→ **What the task asks**
Output exactly the line containing "of the poster" and each line after it through the last line of the records, and nothing else.

**** Study material

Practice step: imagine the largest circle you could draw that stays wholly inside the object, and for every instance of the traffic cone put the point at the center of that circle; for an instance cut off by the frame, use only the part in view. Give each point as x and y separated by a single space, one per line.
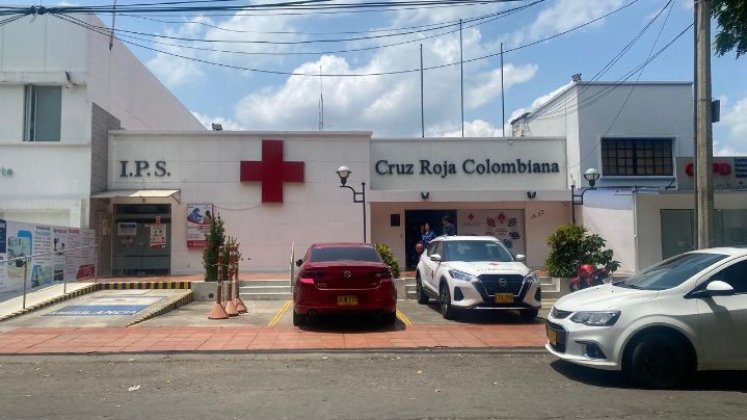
218 312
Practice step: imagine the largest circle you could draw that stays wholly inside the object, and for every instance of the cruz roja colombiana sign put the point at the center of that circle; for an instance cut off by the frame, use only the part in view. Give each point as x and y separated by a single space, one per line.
467 166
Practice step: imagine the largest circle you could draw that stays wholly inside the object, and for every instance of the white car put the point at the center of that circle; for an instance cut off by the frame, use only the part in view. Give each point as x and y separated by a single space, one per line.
476 272
683 314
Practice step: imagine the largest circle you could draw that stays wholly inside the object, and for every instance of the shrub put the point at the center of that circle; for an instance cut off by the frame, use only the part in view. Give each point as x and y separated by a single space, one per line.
572 245
215 238
389 259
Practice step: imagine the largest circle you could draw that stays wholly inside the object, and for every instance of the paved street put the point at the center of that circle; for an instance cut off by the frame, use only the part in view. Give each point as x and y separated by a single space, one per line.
435 385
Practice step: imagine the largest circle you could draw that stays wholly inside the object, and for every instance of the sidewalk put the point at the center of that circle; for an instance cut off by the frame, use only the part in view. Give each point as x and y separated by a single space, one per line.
221 339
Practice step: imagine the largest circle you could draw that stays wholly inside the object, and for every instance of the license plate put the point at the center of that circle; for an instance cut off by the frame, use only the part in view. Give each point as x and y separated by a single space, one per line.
552 336
504 298
347 300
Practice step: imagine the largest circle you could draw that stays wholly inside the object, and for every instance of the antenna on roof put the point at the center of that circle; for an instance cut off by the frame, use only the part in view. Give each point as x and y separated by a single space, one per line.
321 99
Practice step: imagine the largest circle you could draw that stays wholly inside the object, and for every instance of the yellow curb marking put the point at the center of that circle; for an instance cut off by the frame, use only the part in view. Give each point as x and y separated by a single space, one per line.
402 317
283 309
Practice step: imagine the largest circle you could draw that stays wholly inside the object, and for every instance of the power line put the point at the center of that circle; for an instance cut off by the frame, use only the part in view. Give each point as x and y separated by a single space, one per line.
287 73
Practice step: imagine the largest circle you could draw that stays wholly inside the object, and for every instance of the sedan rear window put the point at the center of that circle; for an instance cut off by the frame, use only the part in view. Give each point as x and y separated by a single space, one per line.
345 254
672 272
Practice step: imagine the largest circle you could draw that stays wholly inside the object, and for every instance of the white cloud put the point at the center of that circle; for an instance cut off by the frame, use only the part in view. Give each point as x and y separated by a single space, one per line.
227 124
735 122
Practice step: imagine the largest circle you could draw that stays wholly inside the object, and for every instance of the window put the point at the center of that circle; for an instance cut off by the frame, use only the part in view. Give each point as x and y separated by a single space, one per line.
735 275
43 113
637 157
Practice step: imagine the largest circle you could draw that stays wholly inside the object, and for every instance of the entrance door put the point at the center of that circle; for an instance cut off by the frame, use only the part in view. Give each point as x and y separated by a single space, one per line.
414 219
141 240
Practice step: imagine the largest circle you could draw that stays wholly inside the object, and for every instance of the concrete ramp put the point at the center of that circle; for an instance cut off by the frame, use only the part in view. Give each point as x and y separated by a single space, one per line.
105 308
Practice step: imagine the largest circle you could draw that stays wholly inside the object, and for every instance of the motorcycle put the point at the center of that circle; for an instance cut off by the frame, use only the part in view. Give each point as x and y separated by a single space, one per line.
588 276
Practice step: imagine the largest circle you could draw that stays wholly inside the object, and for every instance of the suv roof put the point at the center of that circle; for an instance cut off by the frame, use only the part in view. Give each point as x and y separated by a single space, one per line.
465 238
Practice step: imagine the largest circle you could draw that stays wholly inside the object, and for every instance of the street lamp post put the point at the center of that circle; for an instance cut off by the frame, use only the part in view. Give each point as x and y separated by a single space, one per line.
358 196
591 175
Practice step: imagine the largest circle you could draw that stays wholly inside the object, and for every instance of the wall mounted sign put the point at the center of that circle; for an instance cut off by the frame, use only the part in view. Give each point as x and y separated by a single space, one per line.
272 171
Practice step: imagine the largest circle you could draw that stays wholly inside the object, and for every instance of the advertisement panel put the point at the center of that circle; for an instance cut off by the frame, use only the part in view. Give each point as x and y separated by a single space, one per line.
506 225
198 224
54 254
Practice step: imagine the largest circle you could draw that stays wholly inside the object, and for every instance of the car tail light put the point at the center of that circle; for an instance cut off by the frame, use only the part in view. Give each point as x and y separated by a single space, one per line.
309 277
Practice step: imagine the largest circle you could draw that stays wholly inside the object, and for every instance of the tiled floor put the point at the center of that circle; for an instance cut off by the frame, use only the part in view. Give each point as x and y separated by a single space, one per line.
179 339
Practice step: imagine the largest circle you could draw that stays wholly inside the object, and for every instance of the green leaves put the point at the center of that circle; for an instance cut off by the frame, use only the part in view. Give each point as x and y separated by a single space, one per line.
389 258
572 245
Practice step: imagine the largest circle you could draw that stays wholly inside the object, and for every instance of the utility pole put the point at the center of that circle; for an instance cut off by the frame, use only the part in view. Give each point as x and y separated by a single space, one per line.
703 130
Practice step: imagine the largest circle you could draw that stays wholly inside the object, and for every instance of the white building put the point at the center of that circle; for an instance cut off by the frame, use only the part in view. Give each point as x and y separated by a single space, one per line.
61 89
146 184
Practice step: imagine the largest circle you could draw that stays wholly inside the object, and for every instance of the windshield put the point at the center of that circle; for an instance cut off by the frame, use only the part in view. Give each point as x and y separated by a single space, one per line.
672 272
476 251
337 253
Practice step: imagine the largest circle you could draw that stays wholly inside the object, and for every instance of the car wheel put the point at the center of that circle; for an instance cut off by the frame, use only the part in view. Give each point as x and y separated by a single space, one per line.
529 314
298 319
447 310
422 296
660 361
389 318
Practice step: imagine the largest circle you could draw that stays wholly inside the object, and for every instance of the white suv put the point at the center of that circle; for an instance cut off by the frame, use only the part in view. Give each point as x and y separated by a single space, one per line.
688 312
476 272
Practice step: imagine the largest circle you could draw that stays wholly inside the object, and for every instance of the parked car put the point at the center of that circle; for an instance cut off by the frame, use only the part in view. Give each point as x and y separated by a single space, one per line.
686 313
476 272
338 278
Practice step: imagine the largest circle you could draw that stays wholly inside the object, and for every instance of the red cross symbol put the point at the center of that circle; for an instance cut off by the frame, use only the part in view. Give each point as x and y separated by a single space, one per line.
272 171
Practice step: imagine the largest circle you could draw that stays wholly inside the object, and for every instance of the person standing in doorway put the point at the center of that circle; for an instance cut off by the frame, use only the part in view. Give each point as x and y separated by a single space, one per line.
448 229
426 235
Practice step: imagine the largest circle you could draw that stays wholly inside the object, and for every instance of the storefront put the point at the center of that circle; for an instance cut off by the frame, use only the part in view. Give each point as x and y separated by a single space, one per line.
279 192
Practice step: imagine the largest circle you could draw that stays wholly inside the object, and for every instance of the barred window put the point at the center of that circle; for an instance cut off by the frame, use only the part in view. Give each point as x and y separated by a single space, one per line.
637 157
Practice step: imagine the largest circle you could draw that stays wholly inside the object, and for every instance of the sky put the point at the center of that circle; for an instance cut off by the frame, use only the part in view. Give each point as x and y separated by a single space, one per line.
351 50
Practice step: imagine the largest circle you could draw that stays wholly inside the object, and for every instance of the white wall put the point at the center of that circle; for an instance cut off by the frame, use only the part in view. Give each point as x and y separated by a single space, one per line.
548 216
646 110
649 208
205 167
122 85
408 154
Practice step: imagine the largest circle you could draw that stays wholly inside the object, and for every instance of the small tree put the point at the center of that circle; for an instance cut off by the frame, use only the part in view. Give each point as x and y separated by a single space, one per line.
573 245
389 258
215 238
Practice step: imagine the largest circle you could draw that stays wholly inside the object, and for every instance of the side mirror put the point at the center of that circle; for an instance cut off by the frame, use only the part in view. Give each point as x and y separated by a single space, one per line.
714 288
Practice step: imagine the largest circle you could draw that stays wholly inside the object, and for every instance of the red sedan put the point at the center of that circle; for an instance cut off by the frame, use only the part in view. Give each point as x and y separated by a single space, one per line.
339 278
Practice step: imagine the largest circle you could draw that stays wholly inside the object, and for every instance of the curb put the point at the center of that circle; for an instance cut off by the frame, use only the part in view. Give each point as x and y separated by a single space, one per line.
395 350
58 299
179 301
146 285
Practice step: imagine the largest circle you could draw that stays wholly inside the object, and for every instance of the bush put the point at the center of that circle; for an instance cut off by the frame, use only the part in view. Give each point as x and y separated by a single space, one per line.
573 245
389 259
215 238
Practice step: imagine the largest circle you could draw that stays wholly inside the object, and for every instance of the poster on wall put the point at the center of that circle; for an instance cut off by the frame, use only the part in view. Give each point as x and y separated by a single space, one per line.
157 235
506 225
198 224
54 254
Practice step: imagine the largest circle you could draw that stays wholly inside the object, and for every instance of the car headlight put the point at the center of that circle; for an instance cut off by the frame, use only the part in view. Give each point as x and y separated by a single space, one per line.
596 319
461 275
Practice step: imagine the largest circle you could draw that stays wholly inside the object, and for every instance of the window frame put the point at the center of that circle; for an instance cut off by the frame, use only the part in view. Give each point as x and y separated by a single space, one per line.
638 151
31 110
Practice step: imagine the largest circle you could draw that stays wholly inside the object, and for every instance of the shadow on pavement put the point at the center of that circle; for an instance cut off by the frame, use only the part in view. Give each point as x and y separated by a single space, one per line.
702 381
349 323
487 316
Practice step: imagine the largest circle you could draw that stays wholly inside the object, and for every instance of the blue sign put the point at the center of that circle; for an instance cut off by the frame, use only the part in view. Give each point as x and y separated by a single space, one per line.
98 310
3 236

********

→ **Problem solution**
Practice step: imagine the largest circle you could draw that stays wholly inside the object, and for every instance of the poster on wall put the point at the center of that circle; for an instance cut off by the frame, use only the part in view. Give each point as x and y separated by a single space, one per line.
157 235
506 225
198 224
54 254
Practice step: imagine the largest circle you could draw that stays wholly inside the object, and for every instance of the car headlight put the point at the center of that circle; for an instance cut off by the frame, use only the part in view. Give each point as x and y separated by a single space, one per line.
596 319
461 275
Practice step: imagine the largest circle you could draw that stays wholly inside the object, and for every instance of the window frame put the point at the center of that circle; for an instance cut off by the frame, use only the part in view. Give each point as x and y separated by a single space, one per line.
638 151
31 110
Practice step: imagine the largest circle you could draw that stays wholly inside the object, and for every instance of the shadow on pavement put the point at the center of that circle; for an instance cut off by the frame, use only the part in view. Give each point as x and y separated by a single space, one per line.
702 381
349 323
487 316
Practice step: imagine the largest circle you could draw that stays wholly inside the object, and for every instance of the blue sign put the point at the center of that circle; for an instance cut off by the frame, use only the part in view. Give each point as x and y separated by a single space, one per line.
98 310
3 236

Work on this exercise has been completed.